= What the exercise asks =
Retype, word for word, each line between the lines holding "Input query: haze" and "Input query: pine tree", inclusive, and leave the rest of the data alone.

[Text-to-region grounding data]
*-*-*

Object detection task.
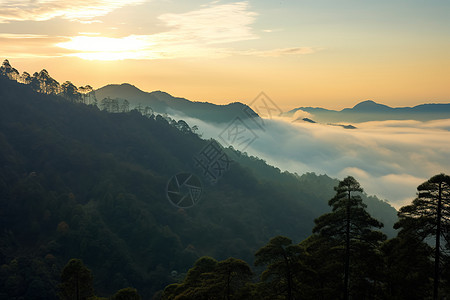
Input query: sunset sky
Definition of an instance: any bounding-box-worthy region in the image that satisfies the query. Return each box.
[1,0,449,110]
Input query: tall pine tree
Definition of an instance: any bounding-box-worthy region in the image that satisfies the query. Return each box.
[255,236,305,300]
[395,173,450,300]
[313,176,386,300]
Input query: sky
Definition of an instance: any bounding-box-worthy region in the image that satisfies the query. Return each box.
[1,0,449,110]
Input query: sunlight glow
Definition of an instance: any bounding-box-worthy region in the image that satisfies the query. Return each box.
[56,36,156,61]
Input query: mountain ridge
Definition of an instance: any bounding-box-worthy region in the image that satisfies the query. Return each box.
[96,83,258,124]
[286,99,450,123]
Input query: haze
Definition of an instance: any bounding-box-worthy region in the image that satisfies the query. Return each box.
[166,110,450,209]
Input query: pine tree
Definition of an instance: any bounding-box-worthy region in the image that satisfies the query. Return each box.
[313,176,386,300]
[395,173,450,300]
[59,259,94,300]
[255,236,305,300]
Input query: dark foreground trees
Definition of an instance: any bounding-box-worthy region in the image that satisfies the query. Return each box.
[311,176,386,299]
[112,287,142,300]
[158,174,450,299]
[162,256,252,300]
[55,175,450,300]
[395,173,450,300]
[59,259,143,300]
[254,236,307,300]
[380,235,432,299]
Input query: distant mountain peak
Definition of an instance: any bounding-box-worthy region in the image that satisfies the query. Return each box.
[120,83,137,88]
[97,83,150,98]
[152,90,170,95]
[102,83,139,89]
[350,100,391,112]
[355,100,377,106]
[117,83,142,90]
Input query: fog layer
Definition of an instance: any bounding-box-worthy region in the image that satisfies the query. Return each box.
[168,108,450,209]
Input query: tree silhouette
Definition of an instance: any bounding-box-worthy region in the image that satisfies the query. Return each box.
[0,59,20,81]
[255,236,304,300]
[313,176,385,300]
[100,97,112,112]
[78,85,95,104]
[20,71,32,84]
[32,69,60,94]
[204,257,252,300]
[112,287,141,300]
[395,173,450,300]
[175,120,191,133]
[163,256,218,299]
[162,256,252,300]
[61,81,81,102]
[143,106,153,118]
[59,259,94,300]
[380,235,432,299]
[121,99,130,113]
[299,235,342,299]
[135,103,144,115]
[111,98,120,113]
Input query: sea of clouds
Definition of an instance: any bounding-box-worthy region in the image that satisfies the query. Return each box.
[167,108,450,210]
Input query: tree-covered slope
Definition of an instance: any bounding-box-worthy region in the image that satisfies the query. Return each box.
[0,76,397,299]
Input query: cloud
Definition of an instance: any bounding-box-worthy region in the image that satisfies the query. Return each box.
[165,110,450,210]
[158,1,258,45]
[0,33,48,39]
[262,29,282,33]
[55,1,259,60]
[77,32,101,36]
[0,33,67,58]
[1,1,317,61]
[0,0,146,23]
[292,110,314,121]
[236,47,319,57]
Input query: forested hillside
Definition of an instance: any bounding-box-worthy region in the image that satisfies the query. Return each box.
[0,70,397,299]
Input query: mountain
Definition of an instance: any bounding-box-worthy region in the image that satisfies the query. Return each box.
[347,100,392,112]
[286,100,450,123]
[0,75,397,299]
[96,83,258,124]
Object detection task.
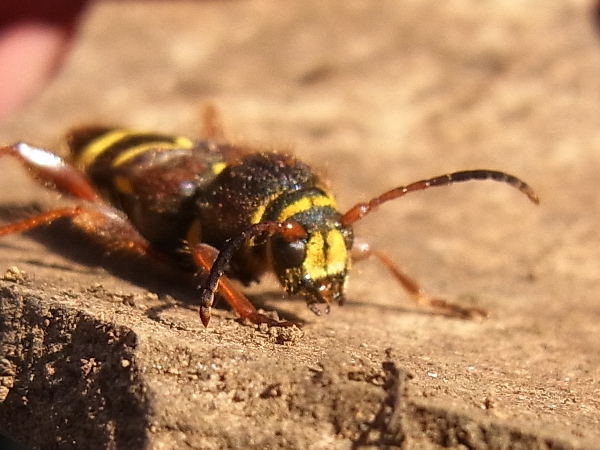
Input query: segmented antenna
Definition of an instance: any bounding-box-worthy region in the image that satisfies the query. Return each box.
[198,221,307,326]
[341,170,539,227]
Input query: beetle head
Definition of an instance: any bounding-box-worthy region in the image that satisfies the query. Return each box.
[270,208,354,315]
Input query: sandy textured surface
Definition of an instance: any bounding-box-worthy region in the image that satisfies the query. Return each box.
[1,1,599,449]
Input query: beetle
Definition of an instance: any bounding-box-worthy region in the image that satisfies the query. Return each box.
[0,107,539,326]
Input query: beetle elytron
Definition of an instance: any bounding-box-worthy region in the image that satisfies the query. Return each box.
[0,107,538,326]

*-*-*

= Answer space =
Input query: haze
Definition of an instance: any bounding-box-worthy region in the image that satisfies the query. Return each box.
[166,110,450,209]
Input query: pine tree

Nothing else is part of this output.